──────── Listed entries

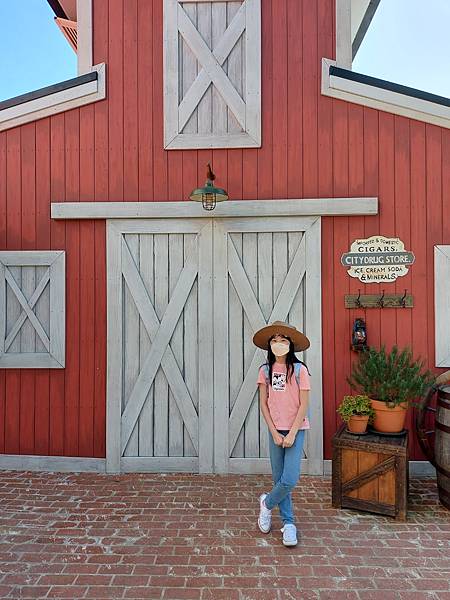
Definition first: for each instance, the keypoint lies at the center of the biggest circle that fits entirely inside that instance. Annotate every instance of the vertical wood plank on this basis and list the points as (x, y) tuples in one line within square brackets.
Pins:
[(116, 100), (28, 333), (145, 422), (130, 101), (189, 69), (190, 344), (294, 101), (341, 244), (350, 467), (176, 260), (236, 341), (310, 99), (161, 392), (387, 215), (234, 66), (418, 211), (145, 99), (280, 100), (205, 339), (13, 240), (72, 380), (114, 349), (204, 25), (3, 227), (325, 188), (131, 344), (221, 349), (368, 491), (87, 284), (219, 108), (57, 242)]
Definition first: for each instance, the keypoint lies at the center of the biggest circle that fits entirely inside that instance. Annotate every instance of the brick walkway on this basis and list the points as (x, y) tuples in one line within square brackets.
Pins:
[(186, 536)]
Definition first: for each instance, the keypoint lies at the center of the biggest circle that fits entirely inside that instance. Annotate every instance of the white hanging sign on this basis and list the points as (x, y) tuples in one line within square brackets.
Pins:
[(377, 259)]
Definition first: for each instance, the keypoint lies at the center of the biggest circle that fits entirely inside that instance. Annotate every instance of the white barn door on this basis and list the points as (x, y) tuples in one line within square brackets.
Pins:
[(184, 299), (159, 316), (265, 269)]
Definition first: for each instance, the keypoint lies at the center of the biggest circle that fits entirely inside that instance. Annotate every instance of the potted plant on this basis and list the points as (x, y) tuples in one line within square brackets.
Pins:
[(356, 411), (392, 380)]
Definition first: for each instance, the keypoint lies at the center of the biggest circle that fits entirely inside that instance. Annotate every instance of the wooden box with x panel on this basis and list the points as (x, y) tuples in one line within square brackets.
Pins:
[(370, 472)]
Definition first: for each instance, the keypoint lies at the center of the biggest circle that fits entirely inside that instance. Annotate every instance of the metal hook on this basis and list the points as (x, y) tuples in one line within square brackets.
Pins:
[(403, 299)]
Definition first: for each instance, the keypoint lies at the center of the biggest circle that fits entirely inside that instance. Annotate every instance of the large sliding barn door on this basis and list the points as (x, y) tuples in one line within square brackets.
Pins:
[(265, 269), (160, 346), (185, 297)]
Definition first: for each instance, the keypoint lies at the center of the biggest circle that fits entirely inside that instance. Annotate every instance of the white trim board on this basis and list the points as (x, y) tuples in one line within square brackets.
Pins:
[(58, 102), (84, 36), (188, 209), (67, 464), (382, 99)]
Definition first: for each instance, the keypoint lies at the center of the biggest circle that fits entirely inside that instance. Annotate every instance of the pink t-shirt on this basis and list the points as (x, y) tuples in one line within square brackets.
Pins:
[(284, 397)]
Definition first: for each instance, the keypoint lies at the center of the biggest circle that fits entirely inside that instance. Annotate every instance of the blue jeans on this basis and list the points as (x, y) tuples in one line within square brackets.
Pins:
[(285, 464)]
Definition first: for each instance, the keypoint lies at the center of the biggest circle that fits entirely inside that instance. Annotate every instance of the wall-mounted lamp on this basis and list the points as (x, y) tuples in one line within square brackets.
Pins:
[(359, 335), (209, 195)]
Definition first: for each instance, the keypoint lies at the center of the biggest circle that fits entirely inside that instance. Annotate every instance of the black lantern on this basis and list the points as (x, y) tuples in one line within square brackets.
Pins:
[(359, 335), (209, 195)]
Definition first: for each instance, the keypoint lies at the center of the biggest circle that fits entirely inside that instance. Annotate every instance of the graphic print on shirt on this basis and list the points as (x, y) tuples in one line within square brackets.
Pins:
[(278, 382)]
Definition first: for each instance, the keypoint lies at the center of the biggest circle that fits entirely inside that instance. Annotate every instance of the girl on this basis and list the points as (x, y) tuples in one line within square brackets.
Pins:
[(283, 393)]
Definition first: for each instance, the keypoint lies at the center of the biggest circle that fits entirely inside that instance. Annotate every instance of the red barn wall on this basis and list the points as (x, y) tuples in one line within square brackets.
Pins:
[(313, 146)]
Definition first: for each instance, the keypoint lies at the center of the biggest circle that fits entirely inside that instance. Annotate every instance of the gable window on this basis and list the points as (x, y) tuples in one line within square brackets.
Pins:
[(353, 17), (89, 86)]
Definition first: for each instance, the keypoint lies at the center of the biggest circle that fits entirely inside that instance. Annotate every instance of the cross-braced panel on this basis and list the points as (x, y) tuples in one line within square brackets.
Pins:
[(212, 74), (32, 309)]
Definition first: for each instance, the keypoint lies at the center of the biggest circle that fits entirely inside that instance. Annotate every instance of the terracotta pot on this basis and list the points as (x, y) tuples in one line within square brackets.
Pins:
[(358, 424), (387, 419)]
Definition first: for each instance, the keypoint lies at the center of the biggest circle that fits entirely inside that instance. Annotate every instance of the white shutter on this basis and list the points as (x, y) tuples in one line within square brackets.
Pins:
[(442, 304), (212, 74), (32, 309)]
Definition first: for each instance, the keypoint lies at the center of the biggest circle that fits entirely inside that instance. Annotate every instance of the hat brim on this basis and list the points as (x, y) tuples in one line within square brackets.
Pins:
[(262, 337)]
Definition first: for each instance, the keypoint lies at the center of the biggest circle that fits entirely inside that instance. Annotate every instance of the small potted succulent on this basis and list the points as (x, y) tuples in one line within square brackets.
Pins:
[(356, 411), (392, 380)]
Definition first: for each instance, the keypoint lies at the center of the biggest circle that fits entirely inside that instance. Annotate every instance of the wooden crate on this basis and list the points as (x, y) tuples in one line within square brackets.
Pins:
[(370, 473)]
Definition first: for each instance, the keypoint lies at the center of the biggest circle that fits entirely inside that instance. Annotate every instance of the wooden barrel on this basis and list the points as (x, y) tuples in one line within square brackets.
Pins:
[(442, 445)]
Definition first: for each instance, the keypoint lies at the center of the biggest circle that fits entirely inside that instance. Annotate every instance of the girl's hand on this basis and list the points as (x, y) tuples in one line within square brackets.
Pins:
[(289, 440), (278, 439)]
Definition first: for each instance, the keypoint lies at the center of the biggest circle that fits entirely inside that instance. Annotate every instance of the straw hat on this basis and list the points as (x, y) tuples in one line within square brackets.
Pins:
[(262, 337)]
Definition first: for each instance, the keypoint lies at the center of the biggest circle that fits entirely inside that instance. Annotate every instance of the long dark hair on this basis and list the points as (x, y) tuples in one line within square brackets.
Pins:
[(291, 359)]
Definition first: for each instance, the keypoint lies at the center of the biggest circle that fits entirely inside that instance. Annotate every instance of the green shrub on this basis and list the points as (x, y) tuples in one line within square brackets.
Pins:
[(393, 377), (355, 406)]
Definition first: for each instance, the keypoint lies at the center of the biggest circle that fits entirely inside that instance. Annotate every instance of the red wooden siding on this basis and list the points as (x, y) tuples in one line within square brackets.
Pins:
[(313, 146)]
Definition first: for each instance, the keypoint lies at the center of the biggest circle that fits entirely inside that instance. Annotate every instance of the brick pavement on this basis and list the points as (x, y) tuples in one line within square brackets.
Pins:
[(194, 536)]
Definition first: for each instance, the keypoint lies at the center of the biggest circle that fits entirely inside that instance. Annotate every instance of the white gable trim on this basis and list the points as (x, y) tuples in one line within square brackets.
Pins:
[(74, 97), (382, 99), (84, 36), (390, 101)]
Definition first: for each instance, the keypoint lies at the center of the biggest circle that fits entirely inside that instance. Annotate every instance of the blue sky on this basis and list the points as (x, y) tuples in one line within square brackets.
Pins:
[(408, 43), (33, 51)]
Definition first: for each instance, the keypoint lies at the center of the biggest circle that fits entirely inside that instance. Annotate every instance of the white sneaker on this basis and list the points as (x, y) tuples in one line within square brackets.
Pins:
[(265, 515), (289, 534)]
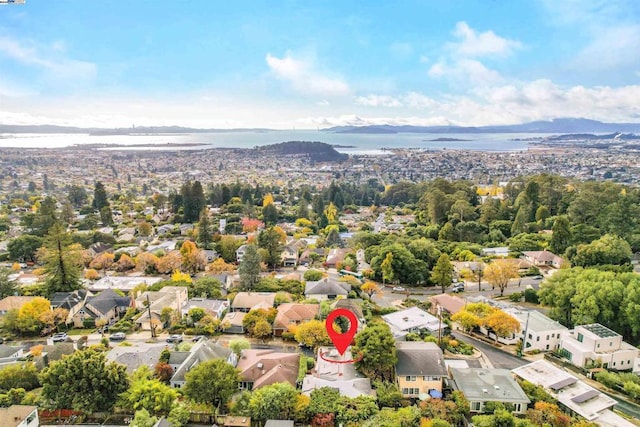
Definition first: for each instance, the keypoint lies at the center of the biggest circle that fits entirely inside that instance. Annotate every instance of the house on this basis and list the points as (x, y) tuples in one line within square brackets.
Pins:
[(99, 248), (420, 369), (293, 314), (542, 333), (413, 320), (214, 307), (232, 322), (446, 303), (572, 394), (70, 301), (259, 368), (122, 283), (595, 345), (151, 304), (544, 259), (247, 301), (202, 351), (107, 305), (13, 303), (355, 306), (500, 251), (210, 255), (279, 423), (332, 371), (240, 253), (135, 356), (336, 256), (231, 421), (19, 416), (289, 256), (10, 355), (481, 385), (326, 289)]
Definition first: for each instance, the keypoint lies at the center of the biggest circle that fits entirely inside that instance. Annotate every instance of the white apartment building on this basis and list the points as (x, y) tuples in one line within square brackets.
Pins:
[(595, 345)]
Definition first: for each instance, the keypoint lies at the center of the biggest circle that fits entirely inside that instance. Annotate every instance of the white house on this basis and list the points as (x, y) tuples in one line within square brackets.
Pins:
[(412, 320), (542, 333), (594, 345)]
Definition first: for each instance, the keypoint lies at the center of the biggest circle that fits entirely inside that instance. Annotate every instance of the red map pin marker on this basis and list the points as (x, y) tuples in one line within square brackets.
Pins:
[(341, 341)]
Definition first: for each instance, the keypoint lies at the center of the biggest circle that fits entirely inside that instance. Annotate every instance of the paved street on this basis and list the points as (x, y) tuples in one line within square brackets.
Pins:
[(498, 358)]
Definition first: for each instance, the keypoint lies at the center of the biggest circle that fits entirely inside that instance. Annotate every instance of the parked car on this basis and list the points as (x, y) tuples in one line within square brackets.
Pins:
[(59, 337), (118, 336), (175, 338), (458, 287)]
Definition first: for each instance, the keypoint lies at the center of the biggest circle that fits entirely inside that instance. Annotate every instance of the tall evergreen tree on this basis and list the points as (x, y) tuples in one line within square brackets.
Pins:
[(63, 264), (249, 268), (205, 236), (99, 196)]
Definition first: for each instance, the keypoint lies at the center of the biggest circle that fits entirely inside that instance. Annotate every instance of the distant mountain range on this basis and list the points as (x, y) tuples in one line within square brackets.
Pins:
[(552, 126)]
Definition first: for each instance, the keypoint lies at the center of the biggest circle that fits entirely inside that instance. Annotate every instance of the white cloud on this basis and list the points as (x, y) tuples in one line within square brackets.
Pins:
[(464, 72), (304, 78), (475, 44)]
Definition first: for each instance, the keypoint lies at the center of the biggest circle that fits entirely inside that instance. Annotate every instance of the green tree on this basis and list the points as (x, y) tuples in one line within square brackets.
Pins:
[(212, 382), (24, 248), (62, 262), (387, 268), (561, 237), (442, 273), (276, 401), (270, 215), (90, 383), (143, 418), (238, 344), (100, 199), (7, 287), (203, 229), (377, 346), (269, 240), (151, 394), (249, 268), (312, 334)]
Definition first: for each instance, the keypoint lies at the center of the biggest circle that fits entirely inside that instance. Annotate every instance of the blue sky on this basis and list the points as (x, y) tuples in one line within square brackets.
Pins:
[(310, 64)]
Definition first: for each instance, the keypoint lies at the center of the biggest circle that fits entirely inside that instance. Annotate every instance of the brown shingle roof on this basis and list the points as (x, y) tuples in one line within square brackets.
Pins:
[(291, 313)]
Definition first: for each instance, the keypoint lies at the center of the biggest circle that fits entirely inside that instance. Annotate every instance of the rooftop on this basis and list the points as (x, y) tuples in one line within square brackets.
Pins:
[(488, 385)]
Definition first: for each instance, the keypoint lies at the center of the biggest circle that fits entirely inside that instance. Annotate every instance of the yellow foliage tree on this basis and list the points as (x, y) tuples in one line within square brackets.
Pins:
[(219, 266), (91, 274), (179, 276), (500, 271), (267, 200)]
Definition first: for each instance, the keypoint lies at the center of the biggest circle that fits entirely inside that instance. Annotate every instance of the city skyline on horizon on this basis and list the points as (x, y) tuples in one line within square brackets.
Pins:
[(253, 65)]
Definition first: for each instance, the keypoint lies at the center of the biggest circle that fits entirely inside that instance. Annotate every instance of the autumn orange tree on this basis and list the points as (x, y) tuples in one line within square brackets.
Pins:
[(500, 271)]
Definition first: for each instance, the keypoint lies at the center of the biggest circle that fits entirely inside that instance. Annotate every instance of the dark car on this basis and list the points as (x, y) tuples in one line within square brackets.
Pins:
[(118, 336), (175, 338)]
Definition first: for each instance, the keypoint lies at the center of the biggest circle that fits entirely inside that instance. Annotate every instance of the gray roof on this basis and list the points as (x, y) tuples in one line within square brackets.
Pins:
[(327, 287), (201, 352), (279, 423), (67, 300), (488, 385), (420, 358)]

────────────────

Exercise requirements: Take from the entries every line that has the string "barn".

Answer to the exercise:
Definition first: for each instance, the keypoint lies at the center of the biggest circle that fits entirely inside that instance. Annotate every instance of the white barn door on this basis and list the points as (x, y) tuples in one line within square brackets.
Definition first: for each instance, the keypoint lies at the center of the biggest circle that fits entirely inside that instance. Annotate every instance of the large sliding barn door on this basis and list the points as (x, y) tuples in one line within square brackets.
Definition first: for each instance, the keypoint lies at the center of the biggest circle that fits entirely inside that instance. Annotate every instance of the red barn wall on this basis and list the points as (x, y) tuples in one line within square brackets.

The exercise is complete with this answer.